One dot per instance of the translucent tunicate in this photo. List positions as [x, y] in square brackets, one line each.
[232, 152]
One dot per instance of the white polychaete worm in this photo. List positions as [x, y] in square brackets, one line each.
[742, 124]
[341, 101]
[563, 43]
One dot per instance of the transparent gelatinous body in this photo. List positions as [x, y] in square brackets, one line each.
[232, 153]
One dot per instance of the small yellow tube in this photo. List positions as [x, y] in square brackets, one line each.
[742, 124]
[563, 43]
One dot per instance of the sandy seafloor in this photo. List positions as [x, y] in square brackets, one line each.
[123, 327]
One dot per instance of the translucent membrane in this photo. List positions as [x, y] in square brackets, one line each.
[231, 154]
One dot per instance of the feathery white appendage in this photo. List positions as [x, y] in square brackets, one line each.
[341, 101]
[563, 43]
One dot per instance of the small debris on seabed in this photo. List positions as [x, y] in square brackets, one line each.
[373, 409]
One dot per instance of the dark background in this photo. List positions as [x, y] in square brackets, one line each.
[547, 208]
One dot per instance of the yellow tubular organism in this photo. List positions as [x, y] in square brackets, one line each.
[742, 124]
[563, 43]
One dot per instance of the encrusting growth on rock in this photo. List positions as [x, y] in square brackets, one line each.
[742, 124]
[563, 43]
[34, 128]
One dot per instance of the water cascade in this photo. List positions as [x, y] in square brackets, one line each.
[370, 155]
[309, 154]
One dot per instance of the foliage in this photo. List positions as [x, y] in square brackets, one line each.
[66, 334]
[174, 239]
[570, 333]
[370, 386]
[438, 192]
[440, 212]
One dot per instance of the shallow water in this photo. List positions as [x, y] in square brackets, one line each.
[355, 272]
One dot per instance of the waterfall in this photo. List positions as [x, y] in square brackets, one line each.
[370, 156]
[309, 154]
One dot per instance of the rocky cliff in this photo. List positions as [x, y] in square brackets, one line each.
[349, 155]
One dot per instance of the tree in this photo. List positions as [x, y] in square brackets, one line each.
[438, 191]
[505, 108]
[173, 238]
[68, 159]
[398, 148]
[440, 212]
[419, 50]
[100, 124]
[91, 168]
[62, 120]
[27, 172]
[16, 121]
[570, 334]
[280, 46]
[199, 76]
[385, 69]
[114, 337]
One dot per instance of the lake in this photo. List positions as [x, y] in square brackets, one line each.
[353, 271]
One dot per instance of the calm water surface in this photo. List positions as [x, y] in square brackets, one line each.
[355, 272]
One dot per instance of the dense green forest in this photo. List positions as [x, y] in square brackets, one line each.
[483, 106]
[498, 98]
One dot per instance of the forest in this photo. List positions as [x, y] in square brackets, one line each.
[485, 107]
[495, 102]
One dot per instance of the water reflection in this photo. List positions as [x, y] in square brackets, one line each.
--------------------------------
> **EXERCISE AIM**
Copy the material above verbatim.

> **OUTPUT BELOW**
One dot per instance of the translucent tunicate in this photo. List positions as [x, y] in square brackets, one line each.
[232, 152]
One dot per instance of the white polychaete worm in this photo. List positions as [x, y] in square brackets, one line each.
[742, 124]
[341, 101]
[563, 43]
One dot per instance of the transparent gelatinous body in this photo. List positions as [x, y] in square brackets, one line each.
[232, 153]
One dot per instance of the small yellow tube in this photo. List positions as [x, y] in square brackets, one line each.
[742, 124]
[563, 43]
One dot per instance of the sandy seafloor in this photo. List positions as [x, y] in square brackets, one line each.
[123, 327]
One dot per instance of the translucent membrane in this photo. List positions as [x, y] in square brackets, one line each.
[231, 154]
One dot per instance of the feathery white appendage in this photo. List positions as [x, y] in square brackets, one line each.
[341, 101]
[563, 43]
One dot per instance of the small debris on seabed in this photo. List positions as [x, y] in square brackets, one line each.
[373, 409]
One dot per instance of the dark background in this photo. List positions as [x, y] in square brackets, one line each.
[547, 208]
One dot per instance of the yellow tubular organism in this photo. List positions as [x, y] in square brackets, one line each.
[742, 124]
[563, 43]
One dot per instance of the encrusting growth on rock in this photo. List positions as [x, y] in square brackets, one line each.
[742, 124]
[563, 43]
[34, 128]
One dot per instance of the water cascade in this photo. List positions as [x, y] in square brackets, one line each.
[370, 155]
[309, 154]
One dot per instance of the foliage in this photo. List positions as [x, y] in square brackets, one line each.
[66, 334]
[174, 239]
[570, 333]
[370, 386]
[438, 192]
[440, 212]
One dot per instance of the shallow water in this photo. List positions as [x, y] in square brackets, one line each.
[355, 272]
One dot per instance of the waterfall in this photo. List positions as [x, y] in square brackets, one line each.
[370, 156]
[309, 154]
One dot per instance of the rocky cliff in this photo. List positions as [x, y] in square brackets, one line each.
[349, 155]
One dot per instance of the tree in this photo. List positions as [x, y] in square brackets, one line each.
[438, 191]
[505, 108]
[173, 238]
[68, 159]
[398, 148]
[440, 212]
[419, 50]
[100, 124]
[91, 168]
[62, 120]
[27, 172]
[16, 121]
[570, 334]
[280, 46]
[199, 76]
[385, 69]
[114, 337]
One dot per instance of the lake in this photo. List positions as [x, y] in square brackets, one line each.
[353, 271]
One dot per instance of the calm water surface in this photo. List positions as [x, y] in square brackets, one line each.
[355, 272]
One dot per instance of the dense green forest in this photo. List positions as [x, y] in square brackets, one line each.
[483, 106]
[498, 98]
One dot per instance of the forest in this photo. List positions as [x, y] in square brackets, one line each.
[485, 107]
[495, 102]
One dot per instance of the water reflection in this photo. List positions as [x, y] in square brackets, one line each.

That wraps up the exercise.